Copy the records word for word from the start through the line holding "column 277, row 83", inclusive, and leave the pictures out of your answer.

-- START OF RECORDS SUPPLIED --

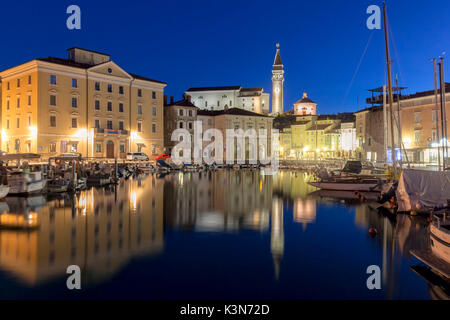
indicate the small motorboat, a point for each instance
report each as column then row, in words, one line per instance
column 58, row 186
column 21, row 182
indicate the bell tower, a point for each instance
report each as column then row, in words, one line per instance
column 277, row 84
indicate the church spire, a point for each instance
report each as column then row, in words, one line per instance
column 277, row 83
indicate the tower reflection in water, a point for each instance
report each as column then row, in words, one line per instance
column 99, row 230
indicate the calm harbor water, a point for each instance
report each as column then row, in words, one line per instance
column 227, row 234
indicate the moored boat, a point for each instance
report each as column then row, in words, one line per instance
column 365, row 185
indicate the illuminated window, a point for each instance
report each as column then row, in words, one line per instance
column 53, row 121
column 416, row 136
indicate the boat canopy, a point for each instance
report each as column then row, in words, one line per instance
column 19, row 156
column 420, row 190
column 352, row 167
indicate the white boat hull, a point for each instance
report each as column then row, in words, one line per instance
column 342, row 186
column 440, row 244
column 4, row 190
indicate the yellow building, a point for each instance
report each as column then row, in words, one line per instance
column 86, row 104
column 310, row 136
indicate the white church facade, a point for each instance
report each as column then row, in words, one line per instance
column 220, row 98
column 250, row 99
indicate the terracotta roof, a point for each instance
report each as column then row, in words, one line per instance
column 231, row 111
column 277, row 61
column 72, row 63
column 213, row 88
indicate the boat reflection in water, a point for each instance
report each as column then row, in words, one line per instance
column 99, row 230
column 223, row 234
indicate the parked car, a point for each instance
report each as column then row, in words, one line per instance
column 135, row 156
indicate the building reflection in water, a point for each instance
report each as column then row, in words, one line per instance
column 277, row 235
column 99, row 230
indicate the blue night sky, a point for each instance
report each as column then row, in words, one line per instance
column 215, row 43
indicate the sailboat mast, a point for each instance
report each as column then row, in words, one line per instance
column 391, row 102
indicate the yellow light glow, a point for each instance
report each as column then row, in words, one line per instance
column 33, row 131
column 407, row 141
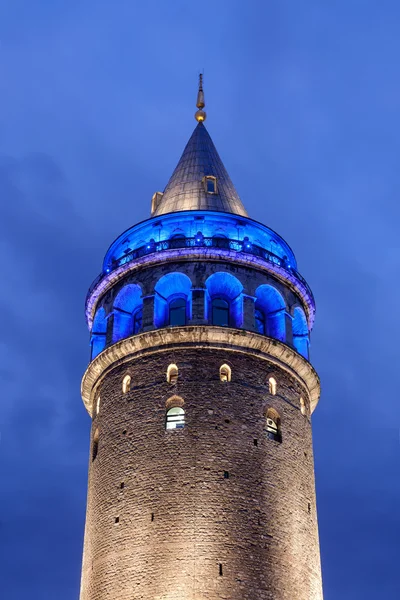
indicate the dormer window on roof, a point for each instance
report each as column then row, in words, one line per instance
column 210, row 184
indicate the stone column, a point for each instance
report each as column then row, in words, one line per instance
column 110, row 327
column 148, row 313
column 288, row 329
column 249, row 313
column 198, row 306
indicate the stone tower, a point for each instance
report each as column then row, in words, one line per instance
column 200, row 389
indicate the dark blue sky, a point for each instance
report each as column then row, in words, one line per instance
column 96, row 104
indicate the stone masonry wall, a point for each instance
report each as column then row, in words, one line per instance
column 164, row 522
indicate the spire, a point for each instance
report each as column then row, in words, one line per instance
column 200, row 180
column 200, row 115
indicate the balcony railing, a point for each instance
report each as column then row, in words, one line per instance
column 244, row 247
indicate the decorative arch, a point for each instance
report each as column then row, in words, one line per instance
column 128, row 311
column 270, row 310
column 172, row 300
column 224, row 300
column 99, row 330
column 301, row 339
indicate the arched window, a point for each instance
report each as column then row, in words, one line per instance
column 220, row 240
column 137, row 320
column 220, row 312
column 224, row 300
column 95, row 447
column 260, row 321
column 273, row 425
column 271, row 305
column 127, row 312
column 225, row 373
column 303, row 407
column 177, row 241
column 175, row 418
column 177, row 312
column 98, row 334
column 126, row 384
column 172, row 300
column 172, row 374
column 300, row 332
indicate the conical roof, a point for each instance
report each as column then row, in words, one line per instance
column 187, row 188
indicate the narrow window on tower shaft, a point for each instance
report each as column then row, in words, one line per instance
column 126, row 384
column 272, row 386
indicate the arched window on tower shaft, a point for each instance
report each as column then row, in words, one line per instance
column 177, row 312
column 95, row 447
column 273, row 425
column 225, row 373
column 270, row 310
column 301, row 340
column 175, row 415
column 175, row 418
column 172, row 374
column 260, row 321
column 127, row 310
column 220, row 312
column 126, row 384
column 224, row 300
column 98, row 334
column 172, row 300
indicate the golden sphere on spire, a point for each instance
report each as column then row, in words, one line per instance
column 200, row 115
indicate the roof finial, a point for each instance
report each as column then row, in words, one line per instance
column 200, row 115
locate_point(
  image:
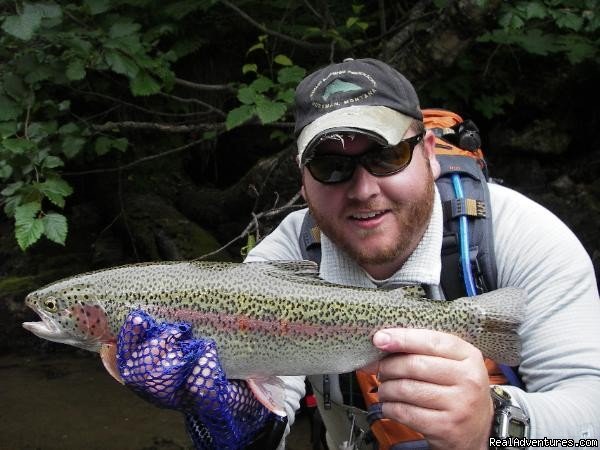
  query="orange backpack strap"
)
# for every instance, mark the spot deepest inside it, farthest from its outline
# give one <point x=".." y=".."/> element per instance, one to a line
<point x="388" y="433"/>
<point x="392" y="435"/>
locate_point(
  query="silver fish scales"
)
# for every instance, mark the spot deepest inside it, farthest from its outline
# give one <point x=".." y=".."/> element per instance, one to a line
<point x="272" y="318"/>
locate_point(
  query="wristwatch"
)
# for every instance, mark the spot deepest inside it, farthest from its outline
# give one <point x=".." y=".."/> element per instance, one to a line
<point x="510" y="426"/>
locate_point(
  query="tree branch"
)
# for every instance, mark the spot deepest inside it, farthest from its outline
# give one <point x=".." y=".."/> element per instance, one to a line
<point x="298" y="42"/>
<point x="206" y="87"/>
<point x="150" y="111"/>
<point x="137" y="161"/>
<point x="162" y="127"/>
<point x="253" y="225"/>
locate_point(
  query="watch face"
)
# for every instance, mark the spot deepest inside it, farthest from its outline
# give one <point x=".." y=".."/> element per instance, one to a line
<point x="516" y="428"/>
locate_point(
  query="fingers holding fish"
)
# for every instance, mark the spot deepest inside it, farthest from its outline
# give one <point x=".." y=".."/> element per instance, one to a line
<point x="415" y="392"/>
<point x="433" y="369"/>
<point x="440" y="388"/>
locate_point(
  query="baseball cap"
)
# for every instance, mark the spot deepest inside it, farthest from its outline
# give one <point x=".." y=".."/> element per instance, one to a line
<point x="356" y="95"/>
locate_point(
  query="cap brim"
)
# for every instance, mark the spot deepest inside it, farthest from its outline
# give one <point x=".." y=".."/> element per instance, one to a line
<point x="385" y="122"/>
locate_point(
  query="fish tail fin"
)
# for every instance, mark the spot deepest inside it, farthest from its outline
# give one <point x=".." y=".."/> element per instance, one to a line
<point x="502" y="312"/>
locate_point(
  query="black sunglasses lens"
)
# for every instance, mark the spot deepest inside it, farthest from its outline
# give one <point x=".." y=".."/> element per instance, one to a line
<point x="331" y="168"/>
<point x="390" y="159"/>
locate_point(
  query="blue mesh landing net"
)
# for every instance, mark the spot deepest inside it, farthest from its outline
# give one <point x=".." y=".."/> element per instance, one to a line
<point x="165" y="365"/>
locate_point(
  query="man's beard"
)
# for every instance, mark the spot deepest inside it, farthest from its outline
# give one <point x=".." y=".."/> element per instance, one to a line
<point x="411" y="218"/>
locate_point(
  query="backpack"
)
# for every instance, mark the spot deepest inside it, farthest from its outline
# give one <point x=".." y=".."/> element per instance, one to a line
<point x="468" y="260"/>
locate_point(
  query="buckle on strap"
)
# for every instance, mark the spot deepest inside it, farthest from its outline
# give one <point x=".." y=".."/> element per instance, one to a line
<point x="464" y="207"/>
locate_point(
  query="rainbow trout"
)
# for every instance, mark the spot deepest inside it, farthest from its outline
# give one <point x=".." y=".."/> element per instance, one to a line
<point x="267" y="318"/>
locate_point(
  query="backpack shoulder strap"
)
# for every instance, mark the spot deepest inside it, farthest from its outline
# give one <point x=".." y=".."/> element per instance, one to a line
<point x="477" y="207"/>
<point x="310" y="239"/>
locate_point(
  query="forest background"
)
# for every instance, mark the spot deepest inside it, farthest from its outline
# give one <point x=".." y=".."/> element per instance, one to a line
<point x="144" y="130"/>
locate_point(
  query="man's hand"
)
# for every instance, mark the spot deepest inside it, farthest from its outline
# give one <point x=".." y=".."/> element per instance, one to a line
<point x="437" y="384"/>
<point x="166" y="365"/>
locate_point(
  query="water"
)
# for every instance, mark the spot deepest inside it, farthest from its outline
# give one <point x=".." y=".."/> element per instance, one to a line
<point x="68" y="401"/>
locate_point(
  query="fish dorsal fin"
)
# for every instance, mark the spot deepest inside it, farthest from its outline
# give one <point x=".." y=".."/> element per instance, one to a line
<point x="301" y="271"/>
<point x="302" y="268"/>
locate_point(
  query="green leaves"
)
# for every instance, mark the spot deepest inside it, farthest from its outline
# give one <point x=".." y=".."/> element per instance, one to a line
<point x="24" y="25"/>
<point x="55" y="189"/>
<point x="31" y="224"/>
<point x="264" y="98"/>
<point x="55" y="227"/>
<point x="549" y="27"/>
<point x="28" y="225"/>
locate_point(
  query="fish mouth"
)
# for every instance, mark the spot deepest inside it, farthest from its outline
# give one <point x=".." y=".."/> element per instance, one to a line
<point x="48" y="329"/>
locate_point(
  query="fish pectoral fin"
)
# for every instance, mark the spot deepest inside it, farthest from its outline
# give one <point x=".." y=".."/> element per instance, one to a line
<point x="108" y="354"/>
<point x="270" y="391"/>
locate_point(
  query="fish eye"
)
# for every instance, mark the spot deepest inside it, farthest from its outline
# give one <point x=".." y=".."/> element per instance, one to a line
<point x="50" y="304"/>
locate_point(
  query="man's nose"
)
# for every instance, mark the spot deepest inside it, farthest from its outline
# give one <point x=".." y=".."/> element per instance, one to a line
<point x="363" y="185"/>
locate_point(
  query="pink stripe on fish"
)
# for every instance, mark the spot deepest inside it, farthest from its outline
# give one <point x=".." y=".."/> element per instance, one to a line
<point x="236" y="322"/>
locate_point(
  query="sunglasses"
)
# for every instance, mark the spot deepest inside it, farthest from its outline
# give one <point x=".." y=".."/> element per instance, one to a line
<point x="380" y="161"/>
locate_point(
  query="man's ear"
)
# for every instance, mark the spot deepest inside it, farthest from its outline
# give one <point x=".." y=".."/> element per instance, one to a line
<point x="429" y="153"/>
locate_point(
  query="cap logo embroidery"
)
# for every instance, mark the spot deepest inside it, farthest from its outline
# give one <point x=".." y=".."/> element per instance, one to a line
<point x="342" y="82"/>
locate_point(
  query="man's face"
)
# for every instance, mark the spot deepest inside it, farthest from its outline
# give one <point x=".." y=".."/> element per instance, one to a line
<point x="377" y="220"/>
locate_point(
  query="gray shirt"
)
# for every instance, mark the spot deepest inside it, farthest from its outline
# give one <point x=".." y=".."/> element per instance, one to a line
<point x="561" y="329"/>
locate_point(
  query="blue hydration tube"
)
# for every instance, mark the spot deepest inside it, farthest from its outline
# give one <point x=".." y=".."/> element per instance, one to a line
<point x="465" y="261"/>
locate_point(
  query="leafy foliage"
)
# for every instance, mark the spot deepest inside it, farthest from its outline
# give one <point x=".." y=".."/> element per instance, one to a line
<point x="81" y="81"/>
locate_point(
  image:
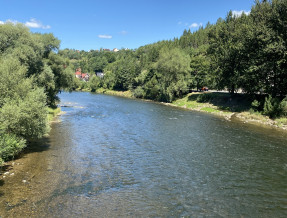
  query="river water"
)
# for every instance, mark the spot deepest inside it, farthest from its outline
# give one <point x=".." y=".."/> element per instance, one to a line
<point x="111" y="157"/>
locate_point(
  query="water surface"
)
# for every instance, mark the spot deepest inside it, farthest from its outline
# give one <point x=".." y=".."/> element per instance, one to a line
<point x="112" y="156"/>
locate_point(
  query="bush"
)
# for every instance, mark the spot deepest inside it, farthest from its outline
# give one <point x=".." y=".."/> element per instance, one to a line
<point x="283" y="107"/>
<point x="10" y="145"/>
<point x="203" y="98"/>
<point x="272" y="107"/>
<point x="139" y="92"/>
<point x="255" y="105"/>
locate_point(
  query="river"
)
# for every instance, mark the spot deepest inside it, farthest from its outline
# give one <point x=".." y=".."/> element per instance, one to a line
<point x="112" y="156"/>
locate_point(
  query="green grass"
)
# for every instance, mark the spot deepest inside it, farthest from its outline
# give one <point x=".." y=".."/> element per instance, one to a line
<point x="127" y="94"/>
<point x="209" y="110"/>
<point x="281" y="122"/>
<point x="53" y="112"/>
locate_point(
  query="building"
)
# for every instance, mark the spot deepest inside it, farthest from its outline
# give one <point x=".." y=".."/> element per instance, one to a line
<point x="82" y="76"/>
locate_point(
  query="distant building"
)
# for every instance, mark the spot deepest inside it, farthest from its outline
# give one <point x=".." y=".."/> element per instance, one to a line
<point x="82" y="76"/>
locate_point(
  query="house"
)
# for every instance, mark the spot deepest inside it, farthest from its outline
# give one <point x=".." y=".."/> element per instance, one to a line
<point x="82" y="76"/>
<point x="78" y="74"/>
<point x="85" y="77"/>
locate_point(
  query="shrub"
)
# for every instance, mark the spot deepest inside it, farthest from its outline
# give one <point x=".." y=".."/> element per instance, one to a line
<point x="203" y="98"/>
<point x="255" y="105"/>
<point x="138" y="92"/>
<point x="272" y="107"/>
<point x="283" y="107"/>
<point x="10" y="145"/>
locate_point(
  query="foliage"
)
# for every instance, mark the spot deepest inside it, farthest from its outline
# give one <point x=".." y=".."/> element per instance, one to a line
<point x="31" y="75"/>
<point x="246" y="52"/>
<point x="10" y="146"/>
<point x="206" y="97"/>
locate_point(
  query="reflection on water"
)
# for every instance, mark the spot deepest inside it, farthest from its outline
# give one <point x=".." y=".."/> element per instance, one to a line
<point x="114" y="157"/>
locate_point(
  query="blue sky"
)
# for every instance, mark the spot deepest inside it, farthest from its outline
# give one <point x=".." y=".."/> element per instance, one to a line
<point x="95" y="24"/>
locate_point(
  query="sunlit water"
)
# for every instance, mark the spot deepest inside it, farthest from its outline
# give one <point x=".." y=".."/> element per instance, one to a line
<point x="111" y="157"/>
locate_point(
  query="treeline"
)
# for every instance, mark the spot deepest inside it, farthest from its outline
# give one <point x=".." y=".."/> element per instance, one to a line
<point x="247" y="52"/>
<point x="31" y="75"/>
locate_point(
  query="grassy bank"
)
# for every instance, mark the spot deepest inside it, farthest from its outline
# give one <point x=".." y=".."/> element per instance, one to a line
<point x="126" y="94"/>
<point x="238" y="106"/>
<point x="53" y="112"/>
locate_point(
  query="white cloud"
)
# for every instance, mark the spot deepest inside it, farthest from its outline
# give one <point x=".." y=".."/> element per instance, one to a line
<point x="195" y="25"/>
<point x="33" y="23"/>
<point x="105" y="36"/>
<point x="239" y="13"/>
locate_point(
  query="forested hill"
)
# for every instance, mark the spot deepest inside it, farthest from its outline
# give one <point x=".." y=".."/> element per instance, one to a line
<point x="247" y="52"/>
<point x="31" y="75"/>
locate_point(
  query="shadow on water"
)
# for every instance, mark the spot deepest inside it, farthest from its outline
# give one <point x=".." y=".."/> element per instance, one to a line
<point x="225" y="101"/>
<point x="2" y="182"/>
<point x="38" y="145"/>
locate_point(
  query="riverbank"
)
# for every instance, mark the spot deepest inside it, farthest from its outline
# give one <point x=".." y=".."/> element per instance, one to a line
<point x="222" y="104"/>
<point x="16" y="148"/>
<point x="217" y="103"/>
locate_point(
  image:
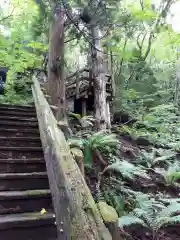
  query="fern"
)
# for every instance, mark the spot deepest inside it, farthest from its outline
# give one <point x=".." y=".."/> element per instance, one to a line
<point x="126" y="221"/>
<point x="172" y="175"/>
<point x="126" y="169"/>
<point x="152" y="218"/>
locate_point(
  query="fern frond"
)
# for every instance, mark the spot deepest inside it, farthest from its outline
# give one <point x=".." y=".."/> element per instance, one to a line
<point x="129" y="220"/>
<point x="76" y="143"/>
<point x="170" y="210"/>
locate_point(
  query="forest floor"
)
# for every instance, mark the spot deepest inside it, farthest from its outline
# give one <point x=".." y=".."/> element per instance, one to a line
<point x="153" y="183"/>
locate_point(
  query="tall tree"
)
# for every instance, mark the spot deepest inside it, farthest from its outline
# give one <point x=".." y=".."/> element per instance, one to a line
<point x="56" y="80"/>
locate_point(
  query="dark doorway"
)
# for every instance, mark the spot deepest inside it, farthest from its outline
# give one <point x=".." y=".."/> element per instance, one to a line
<point x="78" y="106"/>
<point x="3" y="74"/>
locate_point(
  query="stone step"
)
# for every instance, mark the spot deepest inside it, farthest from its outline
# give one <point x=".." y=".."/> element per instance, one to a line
<point x="21" y="152"/>
<point x="29" y="226"/>
<point x="19" y="118"/>
<point x="18" y="132"/>
<point x="23" y="181"/>
<point x="6" y="107"/>
<point x="11" y="112"/>
<point x="28" y="107"/>
<point x="22" y="165"/>
<point x="20" y="141"/>
<point x="25" y="201"/>
<point x="18" y="124"/>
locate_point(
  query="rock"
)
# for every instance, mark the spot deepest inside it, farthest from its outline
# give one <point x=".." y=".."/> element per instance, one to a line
<point x="108" y="213"/>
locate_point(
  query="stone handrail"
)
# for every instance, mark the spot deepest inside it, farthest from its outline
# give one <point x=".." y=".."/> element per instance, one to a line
<point x="77" y="216"/>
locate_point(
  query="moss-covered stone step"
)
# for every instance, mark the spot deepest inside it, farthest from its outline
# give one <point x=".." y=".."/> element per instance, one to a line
<point x="19" y="118"/>
<point x="25" y="201"/>
<point x="20" y="165"/>
<point x="29" y="226"/>
<point x="19" y="124"/>
<point x="21" y="141"/>
<point x="20" y="152"/>
<point x="23" y="181"/>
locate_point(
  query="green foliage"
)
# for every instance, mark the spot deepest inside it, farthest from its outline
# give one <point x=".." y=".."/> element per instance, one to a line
<point x="151" y="217"/>
<point x="126" y="169"/>
<point x="172" y="175"/>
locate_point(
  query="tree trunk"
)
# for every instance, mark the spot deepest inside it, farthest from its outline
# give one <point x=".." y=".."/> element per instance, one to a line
<point x="177" y="86"/>
<point x="56" y="80"/>
<point x="98" y="73"/>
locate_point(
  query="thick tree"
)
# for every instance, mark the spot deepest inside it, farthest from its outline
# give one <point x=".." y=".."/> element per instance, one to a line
<point x="56" y="80"/>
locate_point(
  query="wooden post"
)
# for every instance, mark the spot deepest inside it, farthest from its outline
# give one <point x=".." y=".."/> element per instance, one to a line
<point x="84" y="106"/>
<point x="98" y="72"/>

-- END OF RECORDS SUPPLIED --

#### [CORRECT RESPONSE]
indicate the small motorboat, a point for each instance
report each as column then row, in words, one line per instance
column 58, row 186
column 21, row 182
indicate the bell tower, a point for each instance
report each as column then row, in words, one line per instance
column 277, row 84
indicate the church spire, a point for each instance
report each as column then row, in words, one line per instance
column 277, row 83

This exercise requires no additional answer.